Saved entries
• • • •
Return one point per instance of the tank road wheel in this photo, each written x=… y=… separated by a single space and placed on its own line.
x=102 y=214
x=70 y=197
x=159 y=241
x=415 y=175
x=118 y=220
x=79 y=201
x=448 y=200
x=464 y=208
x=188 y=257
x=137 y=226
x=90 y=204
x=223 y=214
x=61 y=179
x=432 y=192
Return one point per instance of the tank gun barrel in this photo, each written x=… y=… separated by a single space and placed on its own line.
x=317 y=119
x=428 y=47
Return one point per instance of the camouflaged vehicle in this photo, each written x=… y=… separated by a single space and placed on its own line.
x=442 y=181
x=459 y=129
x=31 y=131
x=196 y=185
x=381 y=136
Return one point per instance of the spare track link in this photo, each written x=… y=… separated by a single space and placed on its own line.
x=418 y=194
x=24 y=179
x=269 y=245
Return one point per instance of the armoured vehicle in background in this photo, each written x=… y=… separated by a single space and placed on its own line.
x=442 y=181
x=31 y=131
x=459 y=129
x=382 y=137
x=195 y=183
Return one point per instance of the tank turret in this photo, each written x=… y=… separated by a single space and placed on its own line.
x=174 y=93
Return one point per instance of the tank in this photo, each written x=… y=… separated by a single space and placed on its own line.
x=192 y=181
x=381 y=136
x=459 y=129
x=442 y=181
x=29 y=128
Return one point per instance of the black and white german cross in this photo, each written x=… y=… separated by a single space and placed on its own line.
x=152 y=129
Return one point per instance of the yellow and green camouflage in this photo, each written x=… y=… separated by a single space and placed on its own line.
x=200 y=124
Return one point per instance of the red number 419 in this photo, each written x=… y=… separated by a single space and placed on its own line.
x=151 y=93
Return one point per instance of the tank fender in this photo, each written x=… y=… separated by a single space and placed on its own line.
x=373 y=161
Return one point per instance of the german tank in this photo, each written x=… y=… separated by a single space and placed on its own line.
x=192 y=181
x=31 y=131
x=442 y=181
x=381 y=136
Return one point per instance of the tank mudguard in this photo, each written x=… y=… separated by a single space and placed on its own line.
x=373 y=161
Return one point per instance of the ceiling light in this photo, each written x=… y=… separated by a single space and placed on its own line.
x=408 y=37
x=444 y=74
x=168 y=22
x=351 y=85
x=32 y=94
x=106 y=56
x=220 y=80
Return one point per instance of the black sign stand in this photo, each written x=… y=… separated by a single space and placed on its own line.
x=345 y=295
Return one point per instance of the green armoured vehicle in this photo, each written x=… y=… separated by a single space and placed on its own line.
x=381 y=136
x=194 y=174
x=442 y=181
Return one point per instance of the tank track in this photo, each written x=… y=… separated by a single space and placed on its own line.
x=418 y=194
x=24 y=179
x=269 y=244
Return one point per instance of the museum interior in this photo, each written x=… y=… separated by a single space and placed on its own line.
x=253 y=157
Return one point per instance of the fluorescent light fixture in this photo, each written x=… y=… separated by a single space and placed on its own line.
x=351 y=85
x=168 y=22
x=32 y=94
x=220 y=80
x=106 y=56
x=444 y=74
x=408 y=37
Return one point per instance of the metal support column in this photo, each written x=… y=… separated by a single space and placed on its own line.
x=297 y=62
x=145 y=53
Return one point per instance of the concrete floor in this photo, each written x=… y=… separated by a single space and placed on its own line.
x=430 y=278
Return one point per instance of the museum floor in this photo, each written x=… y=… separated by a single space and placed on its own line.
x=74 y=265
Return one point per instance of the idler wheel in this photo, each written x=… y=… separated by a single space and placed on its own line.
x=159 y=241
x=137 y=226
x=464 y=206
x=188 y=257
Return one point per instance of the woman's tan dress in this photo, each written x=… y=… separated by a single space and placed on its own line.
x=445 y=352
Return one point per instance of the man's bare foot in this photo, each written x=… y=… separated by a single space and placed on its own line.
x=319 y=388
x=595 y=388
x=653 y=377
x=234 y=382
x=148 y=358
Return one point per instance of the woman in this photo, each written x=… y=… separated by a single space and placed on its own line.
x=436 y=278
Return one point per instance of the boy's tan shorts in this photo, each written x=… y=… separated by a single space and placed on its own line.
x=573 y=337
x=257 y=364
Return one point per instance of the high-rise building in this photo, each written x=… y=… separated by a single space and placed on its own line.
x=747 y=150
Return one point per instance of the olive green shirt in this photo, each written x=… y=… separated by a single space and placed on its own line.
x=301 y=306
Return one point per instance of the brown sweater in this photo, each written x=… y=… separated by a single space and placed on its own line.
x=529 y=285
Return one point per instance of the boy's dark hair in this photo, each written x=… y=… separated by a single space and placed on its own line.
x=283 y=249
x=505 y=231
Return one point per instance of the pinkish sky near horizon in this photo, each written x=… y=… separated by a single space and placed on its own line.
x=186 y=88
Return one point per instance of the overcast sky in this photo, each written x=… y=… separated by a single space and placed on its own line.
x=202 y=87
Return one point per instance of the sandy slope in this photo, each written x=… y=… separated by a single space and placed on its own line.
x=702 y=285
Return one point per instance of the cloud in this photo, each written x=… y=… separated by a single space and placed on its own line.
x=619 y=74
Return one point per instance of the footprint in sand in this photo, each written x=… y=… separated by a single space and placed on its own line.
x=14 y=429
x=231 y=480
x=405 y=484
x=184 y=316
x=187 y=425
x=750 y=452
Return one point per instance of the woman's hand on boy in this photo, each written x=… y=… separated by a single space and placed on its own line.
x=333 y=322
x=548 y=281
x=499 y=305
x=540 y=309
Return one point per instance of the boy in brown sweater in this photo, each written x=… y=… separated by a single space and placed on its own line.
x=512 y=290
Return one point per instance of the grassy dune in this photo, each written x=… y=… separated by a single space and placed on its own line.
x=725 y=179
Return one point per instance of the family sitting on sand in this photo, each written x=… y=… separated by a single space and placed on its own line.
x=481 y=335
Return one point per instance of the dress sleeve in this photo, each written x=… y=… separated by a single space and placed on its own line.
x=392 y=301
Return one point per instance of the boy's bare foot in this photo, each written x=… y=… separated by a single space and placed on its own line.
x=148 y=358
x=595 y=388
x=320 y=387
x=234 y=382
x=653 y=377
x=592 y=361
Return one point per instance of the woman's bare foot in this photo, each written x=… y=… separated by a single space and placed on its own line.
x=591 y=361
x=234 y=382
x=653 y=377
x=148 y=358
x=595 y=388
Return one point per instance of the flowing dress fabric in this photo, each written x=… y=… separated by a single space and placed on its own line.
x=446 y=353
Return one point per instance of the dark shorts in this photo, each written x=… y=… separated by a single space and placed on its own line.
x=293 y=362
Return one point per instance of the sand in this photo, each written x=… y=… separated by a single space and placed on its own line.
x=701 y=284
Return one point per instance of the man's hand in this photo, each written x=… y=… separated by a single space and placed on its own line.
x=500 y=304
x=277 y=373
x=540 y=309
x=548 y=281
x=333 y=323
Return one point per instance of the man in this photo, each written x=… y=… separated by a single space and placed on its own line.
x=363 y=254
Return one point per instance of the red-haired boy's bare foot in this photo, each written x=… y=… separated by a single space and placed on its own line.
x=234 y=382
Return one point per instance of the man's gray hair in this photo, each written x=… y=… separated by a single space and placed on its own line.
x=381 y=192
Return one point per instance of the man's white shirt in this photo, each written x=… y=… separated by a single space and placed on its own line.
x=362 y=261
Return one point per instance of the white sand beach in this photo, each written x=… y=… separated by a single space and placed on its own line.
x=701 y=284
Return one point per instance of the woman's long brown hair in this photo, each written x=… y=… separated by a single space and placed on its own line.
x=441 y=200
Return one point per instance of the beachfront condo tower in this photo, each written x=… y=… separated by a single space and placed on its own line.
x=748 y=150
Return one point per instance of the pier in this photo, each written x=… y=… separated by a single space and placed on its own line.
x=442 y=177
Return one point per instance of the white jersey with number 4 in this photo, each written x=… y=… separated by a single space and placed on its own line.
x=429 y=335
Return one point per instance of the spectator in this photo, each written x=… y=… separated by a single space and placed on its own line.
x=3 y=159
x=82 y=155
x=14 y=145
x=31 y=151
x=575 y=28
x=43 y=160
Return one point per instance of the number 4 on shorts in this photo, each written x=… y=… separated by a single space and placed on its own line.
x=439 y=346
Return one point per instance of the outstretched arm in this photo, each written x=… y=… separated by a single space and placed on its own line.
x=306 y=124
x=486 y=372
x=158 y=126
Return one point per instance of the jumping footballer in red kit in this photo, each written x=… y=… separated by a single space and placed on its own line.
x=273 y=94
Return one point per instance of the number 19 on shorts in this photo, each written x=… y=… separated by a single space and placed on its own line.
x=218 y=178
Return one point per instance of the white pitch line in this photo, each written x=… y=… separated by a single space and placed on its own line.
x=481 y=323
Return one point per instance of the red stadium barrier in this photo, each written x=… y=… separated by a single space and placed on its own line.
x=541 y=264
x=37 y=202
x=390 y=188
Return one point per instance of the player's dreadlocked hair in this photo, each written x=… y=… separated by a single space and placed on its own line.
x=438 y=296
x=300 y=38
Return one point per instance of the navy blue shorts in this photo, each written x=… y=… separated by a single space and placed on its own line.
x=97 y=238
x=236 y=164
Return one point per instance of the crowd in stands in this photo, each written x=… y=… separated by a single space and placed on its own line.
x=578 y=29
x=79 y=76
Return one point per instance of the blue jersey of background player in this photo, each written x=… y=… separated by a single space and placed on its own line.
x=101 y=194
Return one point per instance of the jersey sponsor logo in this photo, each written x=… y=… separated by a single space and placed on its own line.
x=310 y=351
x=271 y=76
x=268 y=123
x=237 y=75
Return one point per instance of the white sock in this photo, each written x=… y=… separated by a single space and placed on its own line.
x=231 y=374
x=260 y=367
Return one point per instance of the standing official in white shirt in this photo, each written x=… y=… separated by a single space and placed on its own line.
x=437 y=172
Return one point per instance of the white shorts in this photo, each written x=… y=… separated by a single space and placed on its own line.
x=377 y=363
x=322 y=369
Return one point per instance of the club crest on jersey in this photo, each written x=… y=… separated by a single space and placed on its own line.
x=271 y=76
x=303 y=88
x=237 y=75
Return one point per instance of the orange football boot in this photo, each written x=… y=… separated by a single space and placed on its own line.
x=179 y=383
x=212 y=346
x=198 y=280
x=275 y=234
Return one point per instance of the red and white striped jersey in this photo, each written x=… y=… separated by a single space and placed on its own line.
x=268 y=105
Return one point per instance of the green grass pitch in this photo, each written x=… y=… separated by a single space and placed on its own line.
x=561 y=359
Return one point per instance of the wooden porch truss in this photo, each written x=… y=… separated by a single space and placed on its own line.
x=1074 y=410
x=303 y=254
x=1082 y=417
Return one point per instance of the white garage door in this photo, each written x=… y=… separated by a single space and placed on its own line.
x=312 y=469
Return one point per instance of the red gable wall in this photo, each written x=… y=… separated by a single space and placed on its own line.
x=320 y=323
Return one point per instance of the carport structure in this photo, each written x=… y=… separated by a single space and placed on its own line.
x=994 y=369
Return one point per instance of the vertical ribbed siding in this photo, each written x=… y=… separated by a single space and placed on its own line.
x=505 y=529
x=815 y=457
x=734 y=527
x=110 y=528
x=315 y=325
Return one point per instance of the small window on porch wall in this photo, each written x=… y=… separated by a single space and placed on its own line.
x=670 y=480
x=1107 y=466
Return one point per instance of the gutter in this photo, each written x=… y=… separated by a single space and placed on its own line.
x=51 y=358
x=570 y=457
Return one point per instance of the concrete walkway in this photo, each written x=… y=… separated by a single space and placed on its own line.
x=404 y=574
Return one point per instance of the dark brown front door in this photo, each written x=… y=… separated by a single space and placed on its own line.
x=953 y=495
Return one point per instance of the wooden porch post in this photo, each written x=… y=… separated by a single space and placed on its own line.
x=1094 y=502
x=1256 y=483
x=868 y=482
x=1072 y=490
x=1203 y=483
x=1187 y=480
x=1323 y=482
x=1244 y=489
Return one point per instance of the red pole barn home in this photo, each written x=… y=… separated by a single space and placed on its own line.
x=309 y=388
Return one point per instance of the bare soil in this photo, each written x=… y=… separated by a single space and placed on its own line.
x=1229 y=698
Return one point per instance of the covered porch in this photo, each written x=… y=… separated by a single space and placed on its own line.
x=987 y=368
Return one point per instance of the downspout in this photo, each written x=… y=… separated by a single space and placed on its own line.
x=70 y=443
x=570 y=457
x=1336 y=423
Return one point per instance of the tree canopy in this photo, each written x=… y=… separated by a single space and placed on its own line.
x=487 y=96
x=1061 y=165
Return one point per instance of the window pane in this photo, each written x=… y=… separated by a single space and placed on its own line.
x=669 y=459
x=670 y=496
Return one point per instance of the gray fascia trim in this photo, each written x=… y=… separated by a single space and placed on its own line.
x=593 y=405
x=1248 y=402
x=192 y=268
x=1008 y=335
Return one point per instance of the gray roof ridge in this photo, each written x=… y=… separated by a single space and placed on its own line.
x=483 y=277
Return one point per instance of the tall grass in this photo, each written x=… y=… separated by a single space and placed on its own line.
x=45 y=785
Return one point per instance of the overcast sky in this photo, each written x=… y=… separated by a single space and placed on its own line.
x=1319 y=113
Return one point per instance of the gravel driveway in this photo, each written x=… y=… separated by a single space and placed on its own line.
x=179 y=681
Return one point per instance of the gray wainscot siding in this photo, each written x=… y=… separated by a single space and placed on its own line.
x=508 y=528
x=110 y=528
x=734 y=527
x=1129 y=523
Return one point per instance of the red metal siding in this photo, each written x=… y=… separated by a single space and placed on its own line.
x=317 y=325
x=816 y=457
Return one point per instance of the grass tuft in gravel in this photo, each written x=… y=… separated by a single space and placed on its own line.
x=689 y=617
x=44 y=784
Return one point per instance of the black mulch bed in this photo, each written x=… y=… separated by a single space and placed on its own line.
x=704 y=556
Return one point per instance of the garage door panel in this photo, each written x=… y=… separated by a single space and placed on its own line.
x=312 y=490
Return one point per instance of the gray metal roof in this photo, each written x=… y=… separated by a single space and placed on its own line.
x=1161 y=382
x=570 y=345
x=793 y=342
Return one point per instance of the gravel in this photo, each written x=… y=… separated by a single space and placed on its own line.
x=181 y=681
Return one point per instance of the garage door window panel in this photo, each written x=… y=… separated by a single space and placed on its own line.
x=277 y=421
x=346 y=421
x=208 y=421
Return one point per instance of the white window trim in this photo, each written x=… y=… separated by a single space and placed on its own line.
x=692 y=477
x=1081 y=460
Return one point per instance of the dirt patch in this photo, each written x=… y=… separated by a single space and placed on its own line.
• • • •
> [TO DO]:
With the line containing "Return one point per instance of the garage door window" as the first and the last line above as the final one, copy those lines exactly and no others.

> [TASK OUTPUT]:
Return one point per instance of the garage door window panel in this photo, each written x=… y=… separated by a single space and placed on its own line.
x=277 y=421
x=346 y=421
x=208 y=421
Return one point per instance of the white window trim in this photo, each written x=… y=… separated by a single space and placed on its own line.
x=692 y=477
x=1081 y=460
Return one point per instance of the dirt patch in this photo, each written x=… y=… separated by a single space and placed on its own line.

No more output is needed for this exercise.